# WHAT THIS TASK INVOLVES
Scan the data, and whenever a line contains "clicks", copy it.

# INFORMATION GIVEN

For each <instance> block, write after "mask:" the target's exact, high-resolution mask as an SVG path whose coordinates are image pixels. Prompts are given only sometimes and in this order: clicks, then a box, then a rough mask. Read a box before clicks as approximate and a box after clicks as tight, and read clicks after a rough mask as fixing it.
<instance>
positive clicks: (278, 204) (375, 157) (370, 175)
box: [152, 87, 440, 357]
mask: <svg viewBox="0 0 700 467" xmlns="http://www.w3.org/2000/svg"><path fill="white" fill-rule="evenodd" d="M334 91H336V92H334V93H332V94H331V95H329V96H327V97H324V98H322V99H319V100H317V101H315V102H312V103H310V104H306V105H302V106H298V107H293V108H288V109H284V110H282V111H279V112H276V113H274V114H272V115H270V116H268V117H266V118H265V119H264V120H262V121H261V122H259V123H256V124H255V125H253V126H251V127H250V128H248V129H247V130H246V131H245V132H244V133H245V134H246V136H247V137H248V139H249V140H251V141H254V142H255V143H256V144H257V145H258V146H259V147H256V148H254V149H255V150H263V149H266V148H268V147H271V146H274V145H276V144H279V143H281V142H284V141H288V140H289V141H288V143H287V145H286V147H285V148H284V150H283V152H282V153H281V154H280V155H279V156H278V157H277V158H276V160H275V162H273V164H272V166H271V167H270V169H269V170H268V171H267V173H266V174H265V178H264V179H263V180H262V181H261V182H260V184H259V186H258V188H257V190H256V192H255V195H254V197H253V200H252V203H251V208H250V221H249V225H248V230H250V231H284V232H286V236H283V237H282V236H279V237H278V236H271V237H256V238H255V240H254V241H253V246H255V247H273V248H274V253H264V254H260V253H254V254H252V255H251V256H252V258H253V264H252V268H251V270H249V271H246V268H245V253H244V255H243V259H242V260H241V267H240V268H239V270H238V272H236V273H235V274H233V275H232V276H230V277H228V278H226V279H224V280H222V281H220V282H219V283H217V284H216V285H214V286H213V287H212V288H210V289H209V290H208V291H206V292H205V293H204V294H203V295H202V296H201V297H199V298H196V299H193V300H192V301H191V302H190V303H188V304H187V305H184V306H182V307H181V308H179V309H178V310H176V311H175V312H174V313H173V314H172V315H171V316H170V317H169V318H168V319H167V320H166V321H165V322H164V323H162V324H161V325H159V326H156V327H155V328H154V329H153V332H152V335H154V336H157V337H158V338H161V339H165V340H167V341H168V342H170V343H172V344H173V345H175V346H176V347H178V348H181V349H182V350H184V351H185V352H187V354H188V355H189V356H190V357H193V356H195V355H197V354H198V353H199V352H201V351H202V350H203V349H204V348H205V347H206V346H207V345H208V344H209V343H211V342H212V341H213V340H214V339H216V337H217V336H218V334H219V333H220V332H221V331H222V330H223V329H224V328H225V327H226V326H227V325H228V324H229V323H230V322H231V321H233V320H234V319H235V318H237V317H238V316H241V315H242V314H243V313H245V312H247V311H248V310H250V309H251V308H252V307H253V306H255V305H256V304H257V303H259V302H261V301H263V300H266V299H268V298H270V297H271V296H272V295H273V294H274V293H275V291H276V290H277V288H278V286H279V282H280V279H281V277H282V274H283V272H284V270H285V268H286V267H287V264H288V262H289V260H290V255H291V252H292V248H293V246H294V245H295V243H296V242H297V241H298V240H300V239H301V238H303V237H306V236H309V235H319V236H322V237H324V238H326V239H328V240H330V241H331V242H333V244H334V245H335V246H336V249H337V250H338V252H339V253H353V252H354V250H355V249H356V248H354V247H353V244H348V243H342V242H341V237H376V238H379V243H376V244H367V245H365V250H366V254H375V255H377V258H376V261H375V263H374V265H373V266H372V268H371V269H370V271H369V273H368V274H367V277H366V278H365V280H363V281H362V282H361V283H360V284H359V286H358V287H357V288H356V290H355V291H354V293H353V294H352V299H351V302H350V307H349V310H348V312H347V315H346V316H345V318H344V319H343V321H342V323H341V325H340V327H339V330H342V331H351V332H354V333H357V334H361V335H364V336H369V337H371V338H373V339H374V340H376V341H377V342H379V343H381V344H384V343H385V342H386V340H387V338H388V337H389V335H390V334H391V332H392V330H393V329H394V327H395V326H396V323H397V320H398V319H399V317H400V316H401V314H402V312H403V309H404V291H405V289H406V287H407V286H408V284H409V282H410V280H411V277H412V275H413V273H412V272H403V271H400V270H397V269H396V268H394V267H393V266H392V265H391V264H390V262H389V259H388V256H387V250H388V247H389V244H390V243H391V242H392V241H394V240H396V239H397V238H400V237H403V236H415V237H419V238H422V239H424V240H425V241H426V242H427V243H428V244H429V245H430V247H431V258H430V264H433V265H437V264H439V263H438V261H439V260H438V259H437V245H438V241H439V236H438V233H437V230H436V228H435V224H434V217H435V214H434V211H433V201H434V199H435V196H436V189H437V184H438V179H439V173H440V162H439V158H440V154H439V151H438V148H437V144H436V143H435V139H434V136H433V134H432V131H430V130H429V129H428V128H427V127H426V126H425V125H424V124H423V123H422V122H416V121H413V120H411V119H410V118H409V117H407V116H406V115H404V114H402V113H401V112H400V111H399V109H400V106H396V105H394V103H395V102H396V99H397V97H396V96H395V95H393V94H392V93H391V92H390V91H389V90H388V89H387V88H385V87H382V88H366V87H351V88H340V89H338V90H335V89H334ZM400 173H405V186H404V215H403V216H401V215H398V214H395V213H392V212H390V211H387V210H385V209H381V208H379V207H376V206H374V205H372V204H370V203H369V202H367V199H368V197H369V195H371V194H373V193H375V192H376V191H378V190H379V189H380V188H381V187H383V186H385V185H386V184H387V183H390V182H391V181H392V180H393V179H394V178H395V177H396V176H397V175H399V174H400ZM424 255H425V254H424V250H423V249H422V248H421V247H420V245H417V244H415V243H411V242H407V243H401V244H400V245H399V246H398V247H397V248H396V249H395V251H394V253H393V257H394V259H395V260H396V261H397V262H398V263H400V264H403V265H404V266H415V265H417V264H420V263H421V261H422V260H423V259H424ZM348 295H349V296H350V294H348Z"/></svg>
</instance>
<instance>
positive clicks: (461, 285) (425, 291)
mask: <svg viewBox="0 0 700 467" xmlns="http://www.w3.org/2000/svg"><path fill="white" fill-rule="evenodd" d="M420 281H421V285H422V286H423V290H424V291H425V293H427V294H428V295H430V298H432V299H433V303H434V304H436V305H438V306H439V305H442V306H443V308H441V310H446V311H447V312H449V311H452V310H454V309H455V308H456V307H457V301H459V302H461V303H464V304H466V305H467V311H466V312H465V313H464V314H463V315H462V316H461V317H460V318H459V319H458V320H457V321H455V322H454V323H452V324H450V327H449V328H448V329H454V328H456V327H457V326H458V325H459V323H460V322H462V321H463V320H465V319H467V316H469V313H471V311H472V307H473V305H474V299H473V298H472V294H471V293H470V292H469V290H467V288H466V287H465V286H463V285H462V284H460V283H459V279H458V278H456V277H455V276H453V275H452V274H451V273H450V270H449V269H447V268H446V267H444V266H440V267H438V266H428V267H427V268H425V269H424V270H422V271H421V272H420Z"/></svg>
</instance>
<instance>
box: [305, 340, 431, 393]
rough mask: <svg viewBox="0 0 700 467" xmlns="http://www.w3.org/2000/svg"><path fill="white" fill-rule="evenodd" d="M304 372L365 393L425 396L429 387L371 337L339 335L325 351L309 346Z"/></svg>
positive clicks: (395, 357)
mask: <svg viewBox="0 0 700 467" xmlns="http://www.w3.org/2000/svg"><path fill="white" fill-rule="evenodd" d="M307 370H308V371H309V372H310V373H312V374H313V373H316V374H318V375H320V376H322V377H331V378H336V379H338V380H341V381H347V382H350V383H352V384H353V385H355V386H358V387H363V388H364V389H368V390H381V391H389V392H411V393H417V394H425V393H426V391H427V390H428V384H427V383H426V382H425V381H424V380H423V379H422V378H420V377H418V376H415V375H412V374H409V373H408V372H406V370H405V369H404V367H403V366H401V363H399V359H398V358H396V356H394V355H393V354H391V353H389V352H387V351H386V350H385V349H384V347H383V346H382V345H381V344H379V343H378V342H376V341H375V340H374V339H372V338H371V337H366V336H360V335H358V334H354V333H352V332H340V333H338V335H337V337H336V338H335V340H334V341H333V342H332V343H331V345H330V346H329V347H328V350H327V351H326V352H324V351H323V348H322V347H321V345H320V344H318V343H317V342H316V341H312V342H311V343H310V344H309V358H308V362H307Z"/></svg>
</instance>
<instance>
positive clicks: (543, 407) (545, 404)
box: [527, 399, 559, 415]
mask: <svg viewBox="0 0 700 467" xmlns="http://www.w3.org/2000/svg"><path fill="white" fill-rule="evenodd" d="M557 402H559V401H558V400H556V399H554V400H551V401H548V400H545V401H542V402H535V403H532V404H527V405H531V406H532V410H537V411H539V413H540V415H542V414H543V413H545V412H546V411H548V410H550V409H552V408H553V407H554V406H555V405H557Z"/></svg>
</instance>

# FINISHED EXERCISE
For each <instance> block, write after "mask:" the target's exact, high-resolution mask as an SVG path whose coordinates are image pixels. Prompts are given only sometimes and in this order: clicks, then a box, then a rough mask. Read a box before clicks as approximate and a box after clicks as tight, and read clicks after a rough mask as fixing it.
positive clicks: (278, 204) (375, 157) (370, 175)
positive clicks: (461, 285) (425, 291)
positive clicks: (395, 357)
positive clicks: (543, 407) (545, 404)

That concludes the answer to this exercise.